**YOUR INSTRUCTIONS:** Copy the entries below word for word, from the first line through the line that contains "[0,499,1000,992]", including that line.

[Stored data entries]
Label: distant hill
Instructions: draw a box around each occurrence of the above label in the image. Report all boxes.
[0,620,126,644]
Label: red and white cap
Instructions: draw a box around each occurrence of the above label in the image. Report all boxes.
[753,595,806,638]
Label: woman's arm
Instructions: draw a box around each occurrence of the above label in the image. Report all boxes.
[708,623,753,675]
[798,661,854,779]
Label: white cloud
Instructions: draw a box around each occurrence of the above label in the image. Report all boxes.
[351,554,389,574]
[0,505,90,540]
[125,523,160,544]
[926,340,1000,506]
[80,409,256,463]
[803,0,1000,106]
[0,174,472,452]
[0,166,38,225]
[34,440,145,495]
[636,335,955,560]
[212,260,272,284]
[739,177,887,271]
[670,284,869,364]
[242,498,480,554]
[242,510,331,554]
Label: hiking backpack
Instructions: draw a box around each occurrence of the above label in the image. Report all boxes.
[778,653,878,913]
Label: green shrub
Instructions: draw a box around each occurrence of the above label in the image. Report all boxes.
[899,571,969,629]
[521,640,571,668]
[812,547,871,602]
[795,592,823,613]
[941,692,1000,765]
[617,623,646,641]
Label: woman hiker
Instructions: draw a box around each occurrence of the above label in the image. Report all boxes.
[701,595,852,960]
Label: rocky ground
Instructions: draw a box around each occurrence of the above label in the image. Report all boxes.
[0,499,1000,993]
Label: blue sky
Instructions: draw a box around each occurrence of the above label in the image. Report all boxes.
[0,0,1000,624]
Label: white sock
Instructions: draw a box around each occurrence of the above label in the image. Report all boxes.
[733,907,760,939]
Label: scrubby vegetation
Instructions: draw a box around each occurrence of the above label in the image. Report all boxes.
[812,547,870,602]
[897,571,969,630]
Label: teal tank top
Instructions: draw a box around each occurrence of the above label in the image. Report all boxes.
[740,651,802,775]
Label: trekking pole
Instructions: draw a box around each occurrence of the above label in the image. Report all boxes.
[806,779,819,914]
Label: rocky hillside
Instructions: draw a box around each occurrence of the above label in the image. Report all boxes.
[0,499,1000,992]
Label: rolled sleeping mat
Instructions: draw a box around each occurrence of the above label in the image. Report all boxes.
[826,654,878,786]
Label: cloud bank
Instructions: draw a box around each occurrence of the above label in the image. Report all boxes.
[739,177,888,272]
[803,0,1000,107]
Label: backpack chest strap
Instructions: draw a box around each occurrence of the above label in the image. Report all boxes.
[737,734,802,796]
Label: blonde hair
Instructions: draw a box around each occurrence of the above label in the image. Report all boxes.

**TASK OUTPUT:**
Label: distant hill
Instructions: draw a box around each occurrence of the above label in the image. Report all boxes.
[0,620,126,644]
Label: red and white cap
Instructions: draw a box around each occurrence of the above label in the image. Report all boxes.
[753,595,806,638]
Label: woman's arm
Instructions: draw a box around each occurrence of the above label in the image. Report all boxes.
[708,623,753,675]
[798,661,854,779]
Label: white cloud
Instructions: draw a box around each occurrence of the above label in the image. Report all boxes.
[351,554,389,574]
[0,505,90,540]
[125,523,160,544]
[926,340,1000,506]
[80,409,256,463]
[803,0,1000,106]
[0,174,472,452]
[0,166,38,225]
[34,440,145,495]
[636,335,955,560]
[212,260,272,284]
[739,177,887,271]
[670,284,869,364]
[242,498,480,554]
[242,510,331,554]
Label: hiking backpack
Instructions: draw a box around each occurrence of the above label in the image. Report all boxes.
[778,653,878,913]
Label: green shrub
Instructions: draw a box around each occurrence of the above label in the image. Report all boxes.
[899,571,969,629]
[521,640,571,668]
[812,547,871,602]
[795,592,823,613]
[941,692,1000,765]
[617,623,646,641]
Label: woman hiker
Instructions: draw a box around each occurrence of the above label in the image. Report all boxes.
[701,595,852,960]
Label: rocky ground
Instructions: draw a box around each occurrence of the above label in the image. Report all boxes.
[0,499,1000,993]
Label: blue sky
Instructions: draw a box around each occurrence of the above label in the image. Report all boxes.
[0,0,1000,624]
Label: white sock
Instructions: draw a box around each occurrence of the above label in the image. Report all boxes.
[733,907,760,939]
Label: scrubby vegetation
Instructions: draw a box around each occurrence of the above label in the image. Report all boxes.
[812,547,870,602]
[897,571,969,630]
Label: teal tank top
Instructions: draw a box around each occurrence of the above label in the image. Report all boxes.
[740,651,802,775]
Label: trekking pole
Instructions: draw a box around each occurrence of the above label in the image. Report all boxes.
[806,779,819,914]
Label: rocky hillside
Instructions: draw a box around each occurrence of the above label in the image. Report all boxes.
[0,499,1000,992]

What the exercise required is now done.